GEGEVENSRIJEN
• • • • • • •

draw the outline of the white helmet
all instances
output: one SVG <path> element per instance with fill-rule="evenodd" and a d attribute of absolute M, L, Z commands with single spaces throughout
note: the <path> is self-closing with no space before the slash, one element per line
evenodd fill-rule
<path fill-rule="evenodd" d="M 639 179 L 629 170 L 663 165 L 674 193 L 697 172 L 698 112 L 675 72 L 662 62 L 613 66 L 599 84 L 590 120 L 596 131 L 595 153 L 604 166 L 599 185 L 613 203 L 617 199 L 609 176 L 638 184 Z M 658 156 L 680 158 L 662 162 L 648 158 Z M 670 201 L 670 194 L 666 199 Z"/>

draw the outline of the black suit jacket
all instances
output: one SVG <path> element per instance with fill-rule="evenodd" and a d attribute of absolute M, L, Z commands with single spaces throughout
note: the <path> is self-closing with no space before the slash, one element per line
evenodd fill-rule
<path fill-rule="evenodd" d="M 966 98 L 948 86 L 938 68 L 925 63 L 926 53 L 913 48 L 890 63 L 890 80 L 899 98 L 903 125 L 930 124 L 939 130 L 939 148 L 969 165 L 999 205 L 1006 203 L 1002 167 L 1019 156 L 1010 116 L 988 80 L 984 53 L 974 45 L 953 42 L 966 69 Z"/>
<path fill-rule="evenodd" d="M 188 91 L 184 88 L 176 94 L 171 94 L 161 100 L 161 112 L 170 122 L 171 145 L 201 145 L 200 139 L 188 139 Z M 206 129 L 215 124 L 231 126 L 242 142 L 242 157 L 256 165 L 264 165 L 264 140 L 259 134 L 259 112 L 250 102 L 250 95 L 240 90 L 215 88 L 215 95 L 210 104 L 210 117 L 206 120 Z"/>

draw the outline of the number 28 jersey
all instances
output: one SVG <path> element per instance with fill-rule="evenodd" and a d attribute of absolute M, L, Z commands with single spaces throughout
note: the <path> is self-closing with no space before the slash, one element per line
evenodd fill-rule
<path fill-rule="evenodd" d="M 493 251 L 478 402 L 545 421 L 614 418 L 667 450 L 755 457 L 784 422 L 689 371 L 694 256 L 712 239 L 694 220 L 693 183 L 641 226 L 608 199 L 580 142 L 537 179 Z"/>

• • • • • • •

WAT TE DOEN
Schrijf alle rijen hierboven opnieuw uit en vervang daarbij overal "all instances" door "every instance". Laat verder alles zoals het is.

RESULTAAT
draw the outline of the white helmet
every instance
output: one SVG <path> element per instance with fill-rule="evenodd" and a d attribute of absolute M, L, Z commands with single spaces throughout
note: the <path> is self-closing with no space before the slash, one element per line
evenodd fill-rule
<path fill-rule="evenodd" d="M 639 179 L 629 170 L 663 165 L 674 193 L 697 172 L 698 112 L 675 72 L 662 62 L 613 66 L 599 84 L 590 120 L 596 131 L 595 153 L 604 166 L 599 185 L 613 203 L 617 199 L 609 176 L 638 184 Z M 658 156 L 680 158 L 662 162 L 648 158 Z M 670 201 L 670 194 L 666 199 Z"/>

draw the outline of the black suit jacket
every instance
output: one SVG <path> element per instance with fill-rule="evenodd" and a d attribute of absolute M, L, Z commands with single spaces throughout
note: the <path> is self-closing with no space before the slash, one element per line
evenodd fill-rule
<path fill-rule="evenodd" d="M 966 98 L 948 86 L 938 68 L 925 63 L 926 53 L 913 48 L 890 63 L 890 80 L 899 98 L 903 125 L 930 124 L 939 130 L 939 148 L 969 165 L 999 205 L 1006 203 L 1002 167 L 1019 156 L 1010 116 L 988 80 L 984 53 L 974 45 L 953 42 L 966 69 Z"/>
<path fill-rule="evenodd" d="M 188 91 L 184 88 L 176 94 L 171 94 L 161 100 L 161 112 L 170 122 L 171 145 L 201 145 L 200 139 L 188 139 Z M 206 129 L 215 124 L 231 126 L 242 142 L 242 157 L 256 165 L 264 165 L 264 140 L 259 134 L 259 112 L 250 102 L 250 95 L 240 90 L 215 88 L 215 95 L 210 104 L 210 117 L 206 120 Z"/>

draw the outline of the number 28 jersey
every instance
output: one SVG <path> element per instance with fill-rule="evenodd" and a d attribute of absolute M, L, Z commands with single spaces throughout
note: the <path> is self-closing with no space before the slash, one element per line
evenodd fill-rule
<path fill-rule="evenodd" d="M 493 251 L 478 402 L 545 421 L 614 418 L 667 450 L 755 457 L 784 422 L 689 371 L 694 256 L 712 239 L 694 220 L 693 183 L 641 226 L 608 199 L 580 142 L 537 179 Z"/>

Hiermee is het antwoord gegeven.